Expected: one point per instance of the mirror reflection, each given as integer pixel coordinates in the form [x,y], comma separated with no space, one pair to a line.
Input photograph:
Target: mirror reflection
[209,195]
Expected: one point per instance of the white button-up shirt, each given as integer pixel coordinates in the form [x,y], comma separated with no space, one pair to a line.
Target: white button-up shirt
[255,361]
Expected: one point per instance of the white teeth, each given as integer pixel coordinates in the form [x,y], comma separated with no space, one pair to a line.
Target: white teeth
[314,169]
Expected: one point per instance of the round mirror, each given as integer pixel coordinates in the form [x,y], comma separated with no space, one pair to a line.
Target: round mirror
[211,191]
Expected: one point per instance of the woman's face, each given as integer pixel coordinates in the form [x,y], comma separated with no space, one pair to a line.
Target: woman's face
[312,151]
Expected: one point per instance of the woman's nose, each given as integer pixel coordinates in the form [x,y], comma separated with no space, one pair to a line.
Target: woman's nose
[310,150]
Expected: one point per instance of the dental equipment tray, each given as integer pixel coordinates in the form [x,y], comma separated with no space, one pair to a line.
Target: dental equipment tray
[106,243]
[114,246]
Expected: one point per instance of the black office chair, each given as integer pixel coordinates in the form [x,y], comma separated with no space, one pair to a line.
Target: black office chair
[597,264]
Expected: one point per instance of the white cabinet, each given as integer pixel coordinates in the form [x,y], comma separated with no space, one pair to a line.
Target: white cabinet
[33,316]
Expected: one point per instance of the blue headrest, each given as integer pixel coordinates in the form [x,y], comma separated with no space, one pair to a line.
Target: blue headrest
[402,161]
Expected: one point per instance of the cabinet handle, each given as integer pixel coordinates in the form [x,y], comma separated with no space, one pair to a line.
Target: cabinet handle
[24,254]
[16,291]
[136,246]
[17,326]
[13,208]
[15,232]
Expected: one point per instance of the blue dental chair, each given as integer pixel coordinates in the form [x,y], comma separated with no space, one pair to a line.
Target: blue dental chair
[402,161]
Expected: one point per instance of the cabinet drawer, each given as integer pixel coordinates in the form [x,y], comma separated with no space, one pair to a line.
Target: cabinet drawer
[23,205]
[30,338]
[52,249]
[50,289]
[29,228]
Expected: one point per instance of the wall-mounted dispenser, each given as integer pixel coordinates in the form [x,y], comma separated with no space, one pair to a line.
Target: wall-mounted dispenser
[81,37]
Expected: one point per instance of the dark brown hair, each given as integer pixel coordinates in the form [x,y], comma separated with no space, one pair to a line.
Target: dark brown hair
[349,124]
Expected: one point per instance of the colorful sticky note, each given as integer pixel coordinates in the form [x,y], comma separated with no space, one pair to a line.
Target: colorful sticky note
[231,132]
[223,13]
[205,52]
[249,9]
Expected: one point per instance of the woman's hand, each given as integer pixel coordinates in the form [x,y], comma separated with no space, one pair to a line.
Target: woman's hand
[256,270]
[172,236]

→ **Problem description**
Everything before the line containing "Target: cabinet drawer" stays out. Write out that line and the rest of the entries exactly.

→ **Reply**
Target: cabinet drawer
[23,205]
[30,338]
[52,249]
[50,289]
[29,228]
Expected: one point per instance of the wall-mounted dispenser, each given as integer pixel coordinates in the form [x,y], comma separated with no space, one pair to a line.
Target: wall-mounted dispenser
[81,37]
Expected: one point per instance of the dark brown hair, each given as integer pixel coordinates in the form [x,y], comma separated with no space, one pair to a line.
Target: dark brown hair
[349,124]
Expected: one point per instance of the colorful sticky note, each given as integer pixel coordinates in the form [x,y], comma separated with no space, one pair to a line.
Target: colorful sticky note
[231,132]
[223,13]
[205,52]
[249,9]
Expected: one point per instance of the woman's hand, each given as integer pixel coordinates in the form [x,y], comma separated with no space, one pair to a line.
Target: woman's hand
[256,270]
[172,236]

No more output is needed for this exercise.